WORK TASK.
Whenever a line in the records below holds the string "bush", include it in the count, and state the number alone.

Entries taken from a collection:

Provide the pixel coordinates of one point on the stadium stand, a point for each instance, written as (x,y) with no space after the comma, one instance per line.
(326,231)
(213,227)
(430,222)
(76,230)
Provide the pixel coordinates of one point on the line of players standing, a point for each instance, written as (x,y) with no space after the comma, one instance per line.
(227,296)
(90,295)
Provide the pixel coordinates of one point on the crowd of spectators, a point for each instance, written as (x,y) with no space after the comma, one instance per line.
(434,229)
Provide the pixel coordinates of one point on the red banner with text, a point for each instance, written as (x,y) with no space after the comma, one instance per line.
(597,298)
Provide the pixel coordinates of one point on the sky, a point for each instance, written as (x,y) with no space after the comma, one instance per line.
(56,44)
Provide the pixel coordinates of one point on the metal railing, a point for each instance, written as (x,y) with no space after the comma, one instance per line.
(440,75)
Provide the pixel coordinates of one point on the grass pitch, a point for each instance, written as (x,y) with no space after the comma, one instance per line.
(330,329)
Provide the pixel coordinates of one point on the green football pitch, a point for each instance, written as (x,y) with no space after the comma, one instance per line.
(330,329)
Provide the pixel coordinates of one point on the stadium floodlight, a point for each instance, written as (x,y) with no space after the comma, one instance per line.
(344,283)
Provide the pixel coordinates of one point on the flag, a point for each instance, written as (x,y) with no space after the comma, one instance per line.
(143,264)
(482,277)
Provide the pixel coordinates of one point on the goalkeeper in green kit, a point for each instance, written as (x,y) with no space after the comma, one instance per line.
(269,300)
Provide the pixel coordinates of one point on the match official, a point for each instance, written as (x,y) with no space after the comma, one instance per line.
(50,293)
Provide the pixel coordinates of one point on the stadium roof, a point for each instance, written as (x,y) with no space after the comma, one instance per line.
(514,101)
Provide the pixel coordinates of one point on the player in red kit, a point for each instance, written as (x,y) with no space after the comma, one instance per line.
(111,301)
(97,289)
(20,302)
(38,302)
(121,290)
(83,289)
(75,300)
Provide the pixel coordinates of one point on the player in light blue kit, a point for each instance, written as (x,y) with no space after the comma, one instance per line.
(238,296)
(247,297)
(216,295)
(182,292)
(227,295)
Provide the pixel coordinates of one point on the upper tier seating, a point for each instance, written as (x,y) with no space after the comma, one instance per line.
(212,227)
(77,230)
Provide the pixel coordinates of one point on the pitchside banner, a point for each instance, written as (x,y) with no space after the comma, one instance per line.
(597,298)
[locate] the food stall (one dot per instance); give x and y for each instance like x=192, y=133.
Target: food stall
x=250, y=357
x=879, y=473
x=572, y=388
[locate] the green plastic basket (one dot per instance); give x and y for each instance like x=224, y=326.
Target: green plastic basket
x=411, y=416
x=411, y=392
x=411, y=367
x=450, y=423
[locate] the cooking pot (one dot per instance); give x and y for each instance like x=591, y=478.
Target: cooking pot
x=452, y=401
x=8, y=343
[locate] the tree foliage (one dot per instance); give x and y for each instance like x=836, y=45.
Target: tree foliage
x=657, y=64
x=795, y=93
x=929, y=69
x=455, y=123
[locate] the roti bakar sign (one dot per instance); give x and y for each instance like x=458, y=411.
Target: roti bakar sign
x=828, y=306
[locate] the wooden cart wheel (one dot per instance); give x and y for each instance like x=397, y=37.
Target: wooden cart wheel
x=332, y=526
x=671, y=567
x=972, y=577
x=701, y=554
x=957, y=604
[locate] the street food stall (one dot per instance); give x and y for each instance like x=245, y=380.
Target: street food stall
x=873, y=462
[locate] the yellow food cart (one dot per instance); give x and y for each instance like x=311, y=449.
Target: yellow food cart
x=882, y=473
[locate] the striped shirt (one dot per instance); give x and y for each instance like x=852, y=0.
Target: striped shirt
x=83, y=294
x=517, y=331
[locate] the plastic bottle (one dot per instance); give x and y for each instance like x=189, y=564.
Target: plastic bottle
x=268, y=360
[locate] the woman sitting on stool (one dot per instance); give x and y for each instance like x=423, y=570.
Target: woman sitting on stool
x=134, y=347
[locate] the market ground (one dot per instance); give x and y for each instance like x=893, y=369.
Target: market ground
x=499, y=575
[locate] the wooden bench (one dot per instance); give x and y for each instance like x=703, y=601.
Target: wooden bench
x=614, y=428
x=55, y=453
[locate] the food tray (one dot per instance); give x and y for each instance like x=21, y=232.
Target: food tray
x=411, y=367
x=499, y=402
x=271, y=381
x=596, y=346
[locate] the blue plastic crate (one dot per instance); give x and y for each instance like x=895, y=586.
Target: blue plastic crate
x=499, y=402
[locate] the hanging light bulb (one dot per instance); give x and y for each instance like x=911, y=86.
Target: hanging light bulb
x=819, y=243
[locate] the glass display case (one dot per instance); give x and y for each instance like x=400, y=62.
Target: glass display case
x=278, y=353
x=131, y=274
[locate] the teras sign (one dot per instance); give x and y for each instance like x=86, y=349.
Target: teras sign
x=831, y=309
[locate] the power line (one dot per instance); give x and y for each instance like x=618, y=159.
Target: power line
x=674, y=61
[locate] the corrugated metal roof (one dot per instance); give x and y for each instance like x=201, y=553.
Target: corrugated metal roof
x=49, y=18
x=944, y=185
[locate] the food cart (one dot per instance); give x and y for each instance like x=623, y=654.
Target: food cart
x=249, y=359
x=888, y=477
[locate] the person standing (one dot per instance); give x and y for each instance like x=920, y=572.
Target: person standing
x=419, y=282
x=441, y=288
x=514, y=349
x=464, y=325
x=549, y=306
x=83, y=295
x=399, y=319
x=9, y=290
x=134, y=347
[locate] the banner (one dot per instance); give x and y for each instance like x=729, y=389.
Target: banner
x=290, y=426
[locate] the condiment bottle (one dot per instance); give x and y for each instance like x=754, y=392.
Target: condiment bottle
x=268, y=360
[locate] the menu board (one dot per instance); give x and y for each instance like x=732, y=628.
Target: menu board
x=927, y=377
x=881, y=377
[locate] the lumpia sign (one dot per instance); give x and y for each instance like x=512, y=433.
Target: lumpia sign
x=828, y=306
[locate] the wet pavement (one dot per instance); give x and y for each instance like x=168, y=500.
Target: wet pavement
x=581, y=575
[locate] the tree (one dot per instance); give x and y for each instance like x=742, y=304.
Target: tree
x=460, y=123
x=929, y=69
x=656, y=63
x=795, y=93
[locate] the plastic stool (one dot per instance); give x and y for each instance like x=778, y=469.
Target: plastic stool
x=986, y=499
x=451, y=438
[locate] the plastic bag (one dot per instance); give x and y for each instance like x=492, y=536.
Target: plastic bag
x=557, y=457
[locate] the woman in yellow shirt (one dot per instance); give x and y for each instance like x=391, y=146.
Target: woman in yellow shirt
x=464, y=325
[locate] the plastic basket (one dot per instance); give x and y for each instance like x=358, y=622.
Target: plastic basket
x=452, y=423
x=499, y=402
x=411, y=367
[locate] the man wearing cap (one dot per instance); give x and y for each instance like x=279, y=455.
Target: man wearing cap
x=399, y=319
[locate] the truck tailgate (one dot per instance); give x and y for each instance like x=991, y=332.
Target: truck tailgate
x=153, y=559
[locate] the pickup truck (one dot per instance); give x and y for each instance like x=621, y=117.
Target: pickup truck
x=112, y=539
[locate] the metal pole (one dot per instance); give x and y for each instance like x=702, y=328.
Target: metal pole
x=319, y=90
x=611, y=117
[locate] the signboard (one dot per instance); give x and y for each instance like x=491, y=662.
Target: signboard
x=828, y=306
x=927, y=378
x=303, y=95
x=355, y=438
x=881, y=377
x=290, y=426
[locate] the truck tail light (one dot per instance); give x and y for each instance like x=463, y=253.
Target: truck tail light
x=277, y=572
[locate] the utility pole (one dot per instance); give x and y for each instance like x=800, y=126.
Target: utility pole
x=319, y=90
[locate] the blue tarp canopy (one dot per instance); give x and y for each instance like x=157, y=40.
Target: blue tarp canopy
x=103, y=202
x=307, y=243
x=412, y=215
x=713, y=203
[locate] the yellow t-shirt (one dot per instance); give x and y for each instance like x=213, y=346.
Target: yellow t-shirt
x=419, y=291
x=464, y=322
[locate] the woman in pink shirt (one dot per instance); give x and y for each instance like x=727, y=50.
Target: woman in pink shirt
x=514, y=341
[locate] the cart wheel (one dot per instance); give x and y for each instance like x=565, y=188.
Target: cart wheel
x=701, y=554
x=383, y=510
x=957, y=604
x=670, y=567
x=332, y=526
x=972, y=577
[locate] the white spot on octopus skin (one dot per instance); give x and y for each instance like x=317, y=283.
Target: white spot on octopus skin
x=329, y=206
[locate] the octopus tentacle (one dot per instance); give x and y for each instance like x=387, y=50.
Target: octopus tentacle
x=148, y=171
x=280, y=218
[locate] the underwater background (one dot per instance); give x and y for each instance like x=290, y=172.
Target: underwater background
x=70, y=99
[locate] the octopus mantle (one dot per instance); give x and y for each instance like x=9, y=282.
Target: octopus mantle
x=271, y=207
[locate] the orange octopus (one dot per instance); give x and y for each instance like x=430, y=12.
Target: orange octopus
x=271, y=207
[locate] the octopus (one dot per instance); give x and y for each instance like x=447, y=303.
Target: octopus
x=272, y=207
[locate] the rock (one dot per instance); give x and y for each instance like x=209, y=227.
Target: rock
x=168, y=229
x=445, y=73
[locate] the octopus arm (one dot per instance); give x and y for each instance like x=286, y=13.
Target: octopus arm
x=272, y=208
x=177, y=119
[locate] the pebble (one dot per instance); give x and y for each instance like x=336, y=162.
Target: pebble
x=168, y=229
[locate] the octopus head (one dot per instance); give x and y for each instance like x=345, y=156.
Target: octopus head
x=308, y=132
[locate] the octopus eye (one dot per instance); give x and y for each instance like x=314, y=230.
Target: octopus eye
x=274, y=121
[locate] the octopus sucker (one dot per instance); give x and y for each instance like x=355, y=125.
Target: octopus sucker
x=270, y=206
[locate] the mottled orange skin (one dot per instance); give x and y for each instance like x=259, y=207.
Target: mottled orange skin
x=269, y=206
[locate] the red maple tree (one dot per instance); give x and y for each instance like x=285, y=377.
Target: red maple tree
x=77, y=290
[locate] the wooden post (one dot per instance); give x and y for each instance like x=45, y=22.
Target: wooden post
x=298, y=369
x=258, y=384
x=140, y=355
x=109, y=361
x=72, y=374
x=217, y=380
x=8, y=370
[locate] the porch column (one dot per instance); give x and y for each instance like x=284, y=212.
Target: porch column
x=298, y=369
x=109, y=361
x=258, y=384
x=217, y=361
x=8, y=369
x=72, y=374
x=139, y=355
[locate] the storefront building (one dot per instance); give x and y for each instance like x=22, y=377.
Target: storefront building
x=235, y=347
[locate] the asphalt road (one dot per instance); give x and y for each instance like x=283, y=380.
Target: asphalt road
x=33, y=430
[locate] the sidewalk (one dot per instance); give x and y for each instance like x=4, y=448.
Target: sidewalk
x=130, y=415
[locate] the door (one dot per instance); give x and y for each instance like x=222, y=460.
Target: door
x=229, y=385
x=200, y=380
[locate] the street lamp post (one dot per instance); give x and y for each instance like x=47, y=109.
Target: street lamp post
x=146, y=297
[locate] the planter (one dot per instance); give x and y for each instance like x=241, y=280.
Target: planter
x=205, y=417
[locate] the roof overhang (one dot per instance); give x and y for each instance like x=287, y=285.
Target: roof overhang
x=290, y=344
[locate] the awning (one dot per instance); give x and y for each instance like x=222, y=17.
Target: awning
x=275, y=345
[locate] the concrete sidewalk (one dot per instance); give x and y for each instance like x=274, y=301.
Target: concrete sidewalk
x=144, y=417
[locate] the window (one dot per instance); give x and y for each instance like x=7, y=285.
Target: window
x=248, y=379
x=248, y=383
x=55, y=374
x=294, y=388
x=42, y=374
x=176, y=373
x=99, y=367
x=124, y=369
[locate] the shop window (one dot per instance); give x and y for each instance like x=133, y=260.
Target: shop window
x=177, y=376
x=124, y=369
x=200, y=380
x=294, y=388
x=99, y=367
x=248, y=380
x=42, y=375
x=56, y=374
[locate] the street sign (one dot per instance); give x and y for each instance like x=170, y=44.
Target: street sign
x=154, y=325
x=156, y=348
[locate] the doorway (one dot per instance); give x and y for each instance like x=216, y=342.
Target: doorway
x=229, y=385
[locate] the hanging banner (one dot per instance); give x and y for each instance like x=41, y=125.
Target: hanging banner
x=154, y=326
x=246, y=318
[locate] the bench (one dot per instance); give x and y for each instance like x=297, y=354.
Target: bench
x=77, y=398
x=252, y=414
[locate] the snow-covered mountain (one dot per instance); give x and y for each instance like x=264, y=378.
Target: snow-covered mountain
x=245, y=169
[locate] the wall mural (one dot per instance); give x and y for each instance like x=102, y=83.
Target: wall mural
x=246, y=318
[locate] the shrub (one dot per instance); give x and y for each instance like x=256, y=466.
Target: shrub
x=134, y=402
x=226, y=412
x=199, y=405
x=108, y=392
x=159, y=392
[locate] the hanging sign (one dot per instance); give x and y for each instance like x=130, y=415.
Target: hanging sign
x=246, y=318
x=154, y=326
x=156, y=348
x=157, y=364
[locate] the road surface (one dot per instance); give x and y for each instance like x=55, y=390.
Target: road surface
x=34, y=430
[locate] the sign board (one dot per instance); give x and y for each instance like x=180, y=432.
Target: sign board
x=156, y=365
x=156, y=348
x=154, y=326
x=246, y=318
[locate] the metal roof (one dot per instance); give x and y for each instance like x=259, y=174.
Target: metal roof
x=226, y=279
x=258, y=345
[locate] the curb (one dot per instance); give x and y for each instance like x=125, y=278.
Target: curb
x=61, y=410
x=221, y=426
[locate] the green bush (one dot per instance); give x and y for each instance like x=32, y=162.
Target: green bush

TASK OUTPUT.
2